A run of records:
[Begin]
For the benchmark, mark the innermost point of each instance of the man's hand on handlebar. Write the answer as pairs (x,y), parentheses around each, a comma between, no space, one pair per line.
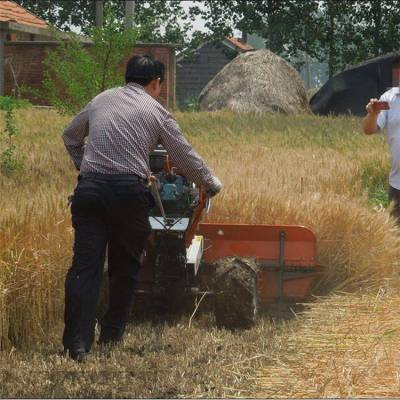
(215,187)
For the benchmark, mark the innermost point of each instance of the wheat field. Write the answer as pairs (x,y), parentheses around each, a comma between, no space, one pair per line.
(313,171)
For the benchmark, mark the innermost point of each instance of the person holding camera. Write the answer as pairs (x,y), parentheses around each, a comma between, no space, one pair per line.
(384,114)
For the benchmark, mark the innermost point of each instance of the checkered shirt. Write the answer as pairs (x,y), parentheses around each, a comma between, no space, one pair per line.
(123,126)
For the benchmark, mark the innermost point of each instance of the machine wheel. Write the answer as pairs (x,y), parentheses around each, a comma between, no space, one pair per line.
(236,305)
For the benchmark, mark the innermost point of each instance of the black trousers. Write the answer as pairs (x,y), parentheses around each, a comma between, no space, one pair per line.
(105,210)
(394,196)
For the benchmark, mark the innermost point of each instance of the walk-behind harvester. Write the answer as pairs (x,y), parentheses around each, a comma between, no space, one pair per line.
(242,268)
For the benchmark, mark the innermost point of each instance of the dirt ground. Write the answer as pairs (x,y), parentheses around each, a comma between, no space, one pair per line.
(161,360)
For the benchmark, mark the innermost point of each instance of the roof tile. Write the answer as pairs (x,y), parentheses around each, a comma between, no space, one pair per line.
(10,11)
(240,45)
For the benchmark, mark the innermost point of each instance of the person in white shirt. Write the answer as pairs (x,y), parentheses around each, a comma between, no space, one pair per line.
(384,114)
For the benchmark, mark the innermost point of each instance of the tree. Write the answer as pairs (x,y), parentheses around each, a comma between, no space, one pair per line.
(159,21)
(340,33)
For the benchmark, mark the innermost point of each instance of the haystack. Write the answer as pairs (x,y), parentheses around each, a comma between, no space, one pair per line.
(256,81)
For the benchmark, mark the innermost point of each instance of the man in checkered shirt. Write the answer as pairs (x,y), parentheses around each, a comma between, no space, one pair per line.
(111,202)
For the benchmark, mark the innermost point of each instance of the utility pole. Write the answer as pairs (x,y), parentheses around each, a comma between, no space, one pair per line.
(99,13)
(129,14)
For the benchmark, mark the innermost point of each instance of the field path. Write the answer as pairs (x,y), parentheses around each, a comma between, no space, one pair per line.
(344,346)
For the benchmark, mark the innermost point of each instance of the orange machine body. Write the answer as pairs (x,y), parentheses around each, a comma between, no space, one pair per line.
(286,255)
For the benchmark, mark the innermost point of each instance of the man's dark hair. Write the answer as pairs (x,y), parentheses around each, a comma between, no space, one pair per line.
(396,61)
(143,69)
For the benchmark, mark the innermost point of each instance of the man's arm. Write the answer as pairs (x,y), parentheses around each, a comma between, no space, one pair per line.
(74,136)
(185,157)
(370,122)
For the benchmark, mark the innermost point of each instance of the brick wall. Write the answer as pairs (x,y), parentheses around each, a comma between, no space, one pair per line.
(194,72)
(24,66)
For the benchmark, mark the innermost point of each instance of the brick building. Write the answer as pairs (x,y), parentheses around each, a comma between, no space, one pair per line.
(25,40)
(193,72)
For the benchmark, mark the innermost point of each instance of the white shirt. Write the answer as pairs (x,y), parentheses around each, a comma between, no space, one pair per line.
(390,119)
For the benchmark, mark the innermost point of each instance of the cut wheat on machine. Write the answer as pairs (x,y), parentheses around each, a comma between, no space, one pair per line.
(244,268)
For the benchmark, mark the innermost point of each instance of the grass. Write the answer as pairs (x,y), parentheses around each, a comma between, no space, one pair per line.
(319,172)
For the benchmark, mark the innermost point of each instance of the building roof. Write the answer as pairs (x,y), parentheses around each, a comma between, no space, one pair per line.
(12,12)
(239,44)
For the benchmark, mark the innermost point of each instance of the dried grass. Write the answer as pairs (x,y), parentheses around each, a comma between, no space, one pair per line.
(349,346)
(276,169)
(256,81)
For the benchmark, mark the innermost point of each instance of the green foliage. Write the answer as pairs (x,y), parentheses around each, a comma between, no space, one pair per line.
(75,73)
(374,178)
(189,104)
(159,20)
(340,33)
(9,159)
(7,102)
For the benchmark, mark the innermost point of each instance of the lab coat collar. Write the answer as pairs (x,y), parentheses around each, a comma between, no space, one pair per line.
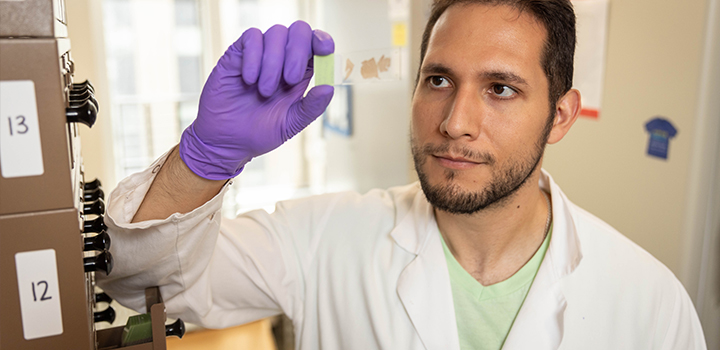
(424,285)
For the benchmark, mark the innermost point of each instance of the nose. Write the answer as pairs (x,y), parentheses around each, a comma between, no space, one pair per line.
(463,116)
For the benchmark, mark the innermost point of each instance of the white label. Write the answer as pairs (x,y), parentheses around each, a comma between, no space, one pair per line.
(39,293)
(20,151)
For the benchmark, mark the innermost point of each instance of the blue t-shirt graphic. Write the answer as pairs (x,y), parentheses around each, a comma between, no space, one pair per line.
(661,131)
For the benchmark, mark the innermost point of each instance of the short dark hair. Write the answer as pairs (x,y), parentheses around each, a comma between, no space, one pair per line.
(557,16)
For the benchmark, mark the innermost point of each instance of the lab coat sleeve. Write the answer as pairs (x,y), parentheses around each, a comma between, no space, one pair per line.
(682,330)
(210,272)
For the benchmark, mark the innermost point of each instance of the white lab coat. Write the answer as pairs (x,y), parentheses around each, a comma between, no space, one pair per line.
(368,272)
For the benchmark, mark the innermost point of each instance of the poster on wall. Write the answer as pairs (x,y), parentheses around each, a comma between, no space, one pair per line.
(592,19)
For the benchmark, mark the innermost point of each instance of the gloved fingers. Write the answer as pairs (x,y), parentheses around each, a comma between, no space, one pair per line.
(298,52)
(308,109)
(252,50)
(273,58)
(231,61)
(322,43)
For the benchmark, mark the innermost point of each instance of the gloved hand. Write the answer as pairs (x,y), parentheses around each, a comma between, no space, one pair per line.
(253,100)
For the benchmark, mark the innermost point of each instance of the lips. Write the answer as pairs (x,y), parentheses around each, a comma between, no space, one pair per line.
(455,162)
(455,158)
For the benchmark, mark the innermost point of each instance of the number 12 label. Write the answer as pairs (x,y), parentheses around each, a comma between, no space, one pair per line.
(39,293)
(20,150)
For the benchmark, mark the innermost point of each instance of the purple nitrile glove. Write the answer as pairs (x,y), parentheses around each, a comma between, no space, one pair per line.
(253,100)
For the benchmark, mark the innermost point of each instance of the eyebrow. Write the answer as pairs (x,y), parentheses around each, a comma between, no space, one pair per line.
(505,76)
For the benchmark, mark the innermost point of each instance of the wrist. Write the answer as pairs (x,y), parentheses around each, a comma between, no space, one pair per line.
[End]
EXERCISE BRIEF
All the material shown above is to be copied exactly, with no pictures carried over.

WRITTEN ANSWER
For the benchmark, mark the innermost point of each instance of the man's hand on handlebar. Write the answer as pairs (x,y), parentheses around each, a comma between, no space, one pair per line.
(215,187)
For the benchmark, mark the innermost point of each instance of the wheat field. Write the answer as pairs (x,y), parentheses around each, a comma between, no space, one pair per line.
(313,171)
For the benchmark, mark the innermost point of each instance of the person holding camera. Write the answer as pairs (x,y), parentheses around each, a comma between, no space, one pair per line.
(384,114)
For the benchmark, mark the innermost point of each instance of the checkered shirt. Write the answer as pairs (x,y), parentheses around each, a comma between, no space, one pair per line.
(123,126)
For the benchmark, mark the innermost point of each instance of the machine wheel. Write the answer as pairs (x,y), parentheses around each, a comma between, no space, one pair per line.
(236,305)
For the benchmark, mark the innermost point of each instance of the black trousers. Write the answer as pairs (x,y), parentheses around each, a comma between, no space, one pair per line.
(105,210)
(394,196)
For the benchmark, mark the innermost point of each instance of the walk-behind harvester. Write the answer as pairs (x,y), parentheses around each, a comma between, no space, one pair per line.
(242,268)
For the benchmark, mark the innermost point of each instance of the dirt ground. Write the answer as pairs (x,y), parentheses around each, a comma between, no space, one pair per line.
(161,360)
For the benchmark, mark the innermost point of each instance of the roof tile. Write the answer as pairs (x,y), parentheses around each, a comma between, no space, one pair per line.
(10,11)
(240,45)
For the benchmark, mark the innermost point of each instance of the person in white shirt. Write the answer as pairs (x,y), parentheses around each, a comma between, no space, one pair per line.
(384,114)
For the benchmark, mark the innermost point of each instance of the tree. Write the answer as pairs (x,y), parentheses around each, a comma between, no space, one pair per line.
(159,21)
(340,33)
For the benchmark, mark the innermost point of each instance of the haystack. Write the answer as pairs (x,y), parentheses around each, a comma between, no space, one pair per line.
(256,81)
For the benchmark, mark the innermost point of each instance of the man in checkered shirt. Write the answer as pairs (x,y), parentheses around each, a comma between, no space, one pair per line.
(111,202)
For the benchmark, mark the innermost point of each instance of the utility pole. Write the answer as pairs (x,y), parentheses around each, a comma between, no space, one pair per line.
(99,13)
(129,14)
For the benchmark, mark the innermost point of each instance of the field path. Write the answer as pairs (x,y), parentheses around each, a comma between, no space, one pair per line.
(344,346)
For the benchmark, mark the innermost point of each instance of the orange machine body. Write the answer as pairs (x,y), parentheses around each, a comma between, no space, one pair per line.
(286,255)
For the benchmark, mark the innermost point of each instance of the man's dark hair. Write the answer as pairs (x,y), parentheses around each, a comma between, no space, one pair per line.
(396,61)
(143,69)
For the benchmark, mark the innermost point of each instance of the man's arm. Write the answer as pairs (x,y), parentheses around each, a comma between, no space, one pair per line.
(74,136)
(185,157)
(370,122)
For the benchmark, mark the innermost point of each instance of the brick wall. Write the answer as pairs (x,y), parentheses around each, a comma between, no space, one pair per line.
(194,72)
(24,66)
For the benchmark, mark the innermost point of each instance of the brick building. Write the answer as pairs (x,y), parentheses around each, a comma between, no space, one pair per line.
(25,40)
(193,72)
For the benchmark, mark the innermost point of each instance of the white shirt. Write the answer as pairs (x,y), parentheses around each, a comma between, no space, one pair per line.
(390,119)
For the benchmark, mark the innermost point of each instance of the cut wheat on machine. Write the answer as pairs (x,y), parentheses around each, a comma between, no space, one pair per line.
(244,268)
For the benchmark, mark the innermost point of each instance of the grass. Write the answer as pairs (x,y), parentheses around each, a comma between, no space, one pair per line.
(319,172)
For the benchmark, mark the innermost point of each instance of the building roof. Write the answer as pairs (x,y), parentheses around each, a comma between, no space, one pair per line.
(12,12)
(239,44)
For the benchmark, mark the innermost point of each instance of the dried grass. Write the answer as pairs (x,y), parentheses around each, a comma between, no space, one pair per line.
(349,346)
(276,169)
(256,81)
For the benchmark, mark the innermost point of each instance of the green foliage. Write the answer as pairs (x,y), parentheses around each, a comma between, no space, one pair per line.
(75,73)
(374,178)
(189,104)
(159,20)
(340,33)
(9,159)
(7,102)
For the benchmark, mark the innermost point of each instance of the lab coat collar. Write the answer as pairs (x,y), parentheses around each, a comma between, no space, one pair per line.
(424,285)
For the benchmark, mark the innermost point of each instance of the nose. Write the answer as pairs (x,y), parentheses around each, a comma between, no space, one pair per line.
(463,116)
For the benchmark, mark the innermost point of each instance of the white label. Write the answer as pairs (x,y), parentheses around each, a comma between, no space, one pair per line.
(39,293)
(20,151)
For the benchmark, mark the innermost point of each instance of the blue t-shirt graphic. Write the answer as pairs (x,y), parentheses around each, a comma between, no space, one pair per line.
(661,131)
For the benchmark, mark the innermost point of each instance of the short dark hair. Write the answer as pairs (x,y), parentheses around each, a comma between, no space, one pair per line.
(557,16)
For the benchmark, mark the innermost point of each instance of the lab coat sleeve. Write the answer as pairs (x,y), parentheses around each, a comma between, no space, one pair per line.
(682,330)
(210,272)
For the benchmark, mark the innermost point of each instance of the white lab coat. Write the answer as pairs (x,y), parentheses around each, a comma between, no space, one pair per line.
(368,272)
For the benchmark, mark the innermost point of each instance of the poster on wall. Write the answer as pairs (x,y), parentheses around each, a comma between, no space, one pair per line.
(592,19)
For the benchmark, mark the innermost point of each instance of the gloved fingers. Write the answer as pairs (x,y), parentheses around each, a comma between, no space, one pair per line.
(298,52)
(308,109)
(252,50)
(273,58)
(231,61)
(322,43)
For the benchmark, mark the innermost point of each instance of the gloved hand. Write the answer as pairs (x,y), parentheses around each, a comma between, no space, one pair per line.
(253,100)
For the benchmark, mark the innermost point of each instance of the lips. Write the answer as pairs (x,y), parentheses around each, a comma between, no space, one pair per line.
(455,162)
(455,158)
For the benchmark, mark the innermost point of each instance of the number 12 label. Write the answer as pairs (x,y), parentheses around each, a comma between, no space, one pair per line.
(39,293)
(20,150)
For the benchmark, mark the innermost point of each instance of the purple nitrile glove. Write the answer as pairs (x,y), parentheses around each, a comma between, no space, one pair per line.
(253,100)
For the benchmark, mark the innermost point of each instance of the eyebrow. Write the answer as pairs (x,y), parentheses around each, a comma between, no space, one pair per line.
(505,76)
For the benchmark, mark the innermost point of each instance of the wrist. Write the answer as pairs (x,y), parentheses around each, a comma between, no space, one pair per line.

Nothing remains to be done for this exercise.